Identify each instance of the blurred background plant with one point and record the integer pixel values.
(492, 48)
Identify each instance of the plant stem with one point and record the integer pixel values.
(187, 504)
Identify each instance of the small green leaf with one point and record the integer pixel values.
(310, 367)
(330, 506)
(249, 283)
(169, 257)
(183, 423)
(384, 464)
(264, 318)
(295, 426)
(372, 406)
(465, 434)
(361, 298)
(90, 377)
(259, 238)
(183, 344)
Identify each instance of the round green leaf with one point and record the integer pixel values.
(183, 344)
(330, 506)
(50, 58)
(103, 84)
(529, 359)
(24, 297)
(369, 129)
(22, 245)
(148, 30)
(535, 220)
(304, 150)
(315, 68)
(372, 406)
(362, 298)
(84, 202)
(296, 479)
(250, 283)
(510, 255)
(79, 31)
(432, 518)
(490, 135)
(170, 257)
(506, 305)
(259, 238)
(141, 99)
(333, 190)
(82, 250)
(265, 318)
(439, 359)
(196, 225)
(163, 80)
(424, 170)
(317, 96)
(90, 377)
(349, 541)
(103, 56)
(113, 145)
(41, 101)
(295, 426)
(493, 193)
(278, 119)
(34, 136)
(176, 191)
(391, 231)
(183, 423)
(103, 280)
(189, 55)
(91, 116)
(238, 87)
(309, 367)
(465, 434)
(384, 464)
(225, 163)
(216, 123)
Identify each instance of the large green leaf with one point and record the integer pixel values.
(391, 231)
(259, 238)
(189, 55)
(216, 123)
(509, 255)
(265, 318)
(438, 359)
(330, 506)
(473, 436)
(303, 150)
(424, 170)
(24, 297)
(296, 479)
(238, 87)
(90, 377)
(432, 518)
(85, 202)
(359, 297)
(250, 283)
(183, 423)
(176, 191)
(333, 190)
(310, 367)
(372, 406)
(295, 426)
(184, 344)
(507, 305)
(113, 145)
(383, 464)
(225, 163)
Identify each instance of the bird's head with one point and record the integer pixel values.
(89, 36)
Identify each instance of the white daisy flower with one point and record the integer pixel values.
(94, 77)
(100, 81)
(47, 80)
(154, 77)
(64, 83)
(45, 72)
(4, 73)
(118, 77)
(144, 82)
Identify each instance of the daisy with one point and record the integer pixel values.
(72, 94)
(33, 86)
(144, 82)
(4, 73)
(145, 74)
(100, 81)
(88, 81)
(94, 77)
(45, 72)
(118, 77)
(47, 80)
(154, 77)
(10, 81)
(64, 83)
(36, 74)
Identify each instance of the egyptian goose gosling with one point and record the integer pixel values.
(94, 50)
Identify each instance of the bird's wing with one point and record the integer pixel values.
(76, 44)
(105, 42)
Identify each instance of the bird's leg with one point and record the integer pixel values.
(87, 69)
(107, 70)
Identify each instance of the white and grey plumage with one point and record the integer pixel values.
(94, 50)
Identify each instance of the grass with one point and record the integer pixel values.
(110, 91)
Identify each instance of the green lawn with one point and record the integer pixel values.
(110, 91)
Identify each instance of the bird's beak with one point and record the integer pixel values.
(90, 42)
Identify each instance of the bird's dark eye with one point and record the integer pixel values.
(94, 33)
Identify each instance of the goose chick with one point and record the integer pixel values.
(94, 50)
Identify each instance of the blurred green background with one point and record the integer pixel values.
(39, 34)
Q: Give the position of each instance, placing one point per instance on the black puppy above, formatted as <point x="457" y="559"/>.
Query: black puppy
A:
********
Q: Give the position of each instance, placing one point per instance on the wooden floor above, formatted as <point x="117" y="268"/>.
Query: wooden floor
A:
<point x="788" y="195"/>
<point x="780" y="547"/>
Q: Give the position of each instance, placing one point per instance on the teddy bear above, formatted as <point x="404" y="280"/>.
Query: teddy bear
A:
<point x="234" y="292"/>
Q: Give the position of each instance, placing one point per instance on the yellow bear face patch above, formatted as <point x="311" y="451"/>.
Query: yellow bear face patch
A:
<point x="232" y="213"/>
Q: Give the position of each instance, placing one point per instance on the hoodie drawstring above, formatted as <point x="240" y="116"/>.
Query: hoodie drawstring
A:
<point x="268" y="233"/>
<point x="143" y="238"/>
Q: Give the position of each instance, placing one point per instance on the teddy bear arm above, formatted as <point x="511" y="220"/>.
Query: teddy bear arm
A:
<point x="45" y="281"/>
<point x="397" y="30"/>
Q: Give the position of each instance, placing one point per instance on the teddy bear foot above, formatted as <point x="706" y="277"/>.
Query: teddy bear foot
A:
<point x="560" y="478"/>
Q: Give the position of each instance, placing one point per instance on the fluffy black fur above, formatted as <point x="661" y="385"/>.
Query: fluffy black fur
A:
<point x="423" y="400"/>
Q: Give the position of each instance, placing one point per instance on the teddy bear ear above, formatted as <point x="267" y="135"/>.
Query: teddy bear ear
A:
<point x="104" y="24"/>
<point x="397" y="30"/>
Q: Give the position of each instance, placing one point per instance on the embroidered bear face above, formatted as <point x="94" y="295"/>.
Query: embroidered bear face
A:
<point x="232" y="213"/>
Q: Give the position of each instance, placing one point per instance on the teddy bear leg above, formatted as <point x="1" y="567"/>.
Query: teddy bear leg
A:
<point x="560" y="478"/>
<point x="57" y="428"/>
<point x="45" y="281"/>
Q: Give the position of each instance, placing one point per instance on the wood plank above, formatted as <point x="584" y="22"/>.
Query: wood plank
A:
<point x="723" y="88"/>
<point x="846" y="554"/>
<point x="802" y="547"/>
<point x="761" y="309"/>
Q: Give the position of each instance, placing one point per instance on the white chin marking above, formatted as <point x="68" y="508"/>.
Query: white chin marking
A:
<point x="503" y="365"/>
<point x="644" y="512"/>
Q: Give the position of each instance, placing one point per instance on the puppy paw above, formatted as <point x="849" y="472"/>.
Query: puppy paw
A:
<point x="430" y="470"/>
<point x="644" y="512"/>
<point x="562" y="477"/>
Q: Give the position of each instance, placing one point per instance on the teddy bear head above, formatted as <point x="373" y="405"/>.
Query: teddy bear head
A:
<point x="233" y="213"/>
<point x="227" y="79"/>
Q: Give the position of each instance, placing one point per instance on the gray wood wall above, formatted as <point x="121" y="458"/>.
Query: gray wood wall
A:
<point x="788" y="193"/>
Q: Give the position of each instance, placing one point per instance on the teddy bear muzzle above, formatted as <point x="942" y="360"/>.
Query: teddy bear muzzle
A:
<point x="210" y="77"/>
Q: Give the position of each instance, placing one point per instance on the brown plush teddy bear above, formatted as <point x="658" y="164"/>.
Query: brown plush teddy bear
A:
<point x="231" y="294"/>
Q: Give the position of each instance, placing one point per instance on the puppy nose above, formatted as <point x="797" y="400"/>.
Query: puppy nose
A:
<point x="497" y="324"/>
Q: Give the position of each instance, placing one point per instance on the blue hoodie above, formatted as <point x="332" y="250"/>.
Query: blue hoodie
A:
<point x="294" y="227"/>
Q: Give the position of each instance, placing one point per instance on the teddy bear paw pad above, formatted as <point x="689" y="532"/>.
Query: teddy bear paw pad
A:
********
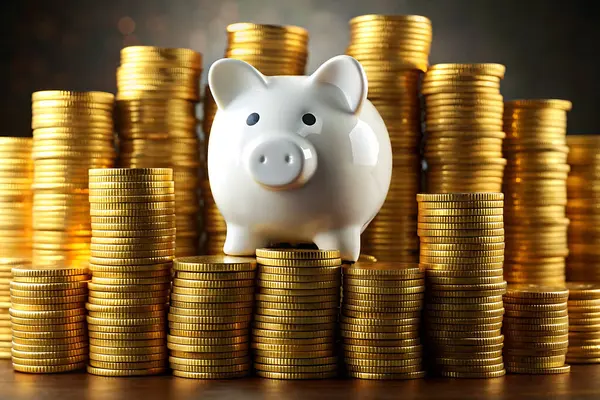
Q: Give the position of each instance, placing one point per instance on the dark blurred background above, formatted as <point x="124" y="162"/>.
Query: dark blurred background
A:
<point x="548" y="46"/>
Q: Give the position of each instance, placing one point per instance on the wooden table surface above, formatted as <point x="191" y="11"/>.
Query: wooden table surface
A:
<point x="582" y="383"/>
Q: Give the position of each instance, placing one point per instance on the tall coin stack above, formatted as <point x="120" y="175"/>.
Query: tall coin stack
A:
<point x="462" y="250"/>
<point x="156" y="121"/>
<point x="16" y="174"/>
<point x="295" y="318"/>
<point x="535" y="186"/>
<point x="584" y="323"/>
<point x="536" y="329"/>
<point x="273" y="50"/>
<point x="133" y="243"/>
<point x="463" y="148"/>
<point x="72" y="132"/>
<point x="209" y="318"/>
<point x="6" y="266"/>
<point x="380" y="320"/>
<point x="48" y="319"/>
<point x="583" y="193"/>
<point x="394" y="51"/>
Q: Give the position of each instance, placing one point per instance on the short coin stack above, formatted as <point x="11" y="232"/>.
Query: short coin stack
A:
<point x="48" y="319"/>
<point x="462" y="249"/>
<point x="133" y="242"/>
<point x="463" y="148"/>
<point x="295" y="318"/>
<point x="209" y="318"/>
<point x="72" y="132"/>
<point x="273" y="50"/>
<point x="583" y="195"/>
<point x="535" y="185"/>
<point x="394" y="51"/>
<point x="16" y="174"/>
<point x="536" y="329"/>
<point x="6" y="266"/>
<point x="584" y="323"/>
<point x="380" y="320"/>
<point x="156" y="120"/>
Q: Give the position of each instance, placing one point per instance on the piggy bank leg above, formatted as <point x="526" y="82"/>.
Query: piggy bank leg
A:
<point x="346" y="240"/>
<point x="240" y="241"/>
********
[PROBLEM]
Which lines of the items above contain the word "short"? Pick out each one and copy it in full.

[RESULT OF THIS EXERCISE]
Q: Give the position of each instance, placing one point per instance on the short coin stack above, formatted as <point x="11" y="232"/>.
Query: short coin stack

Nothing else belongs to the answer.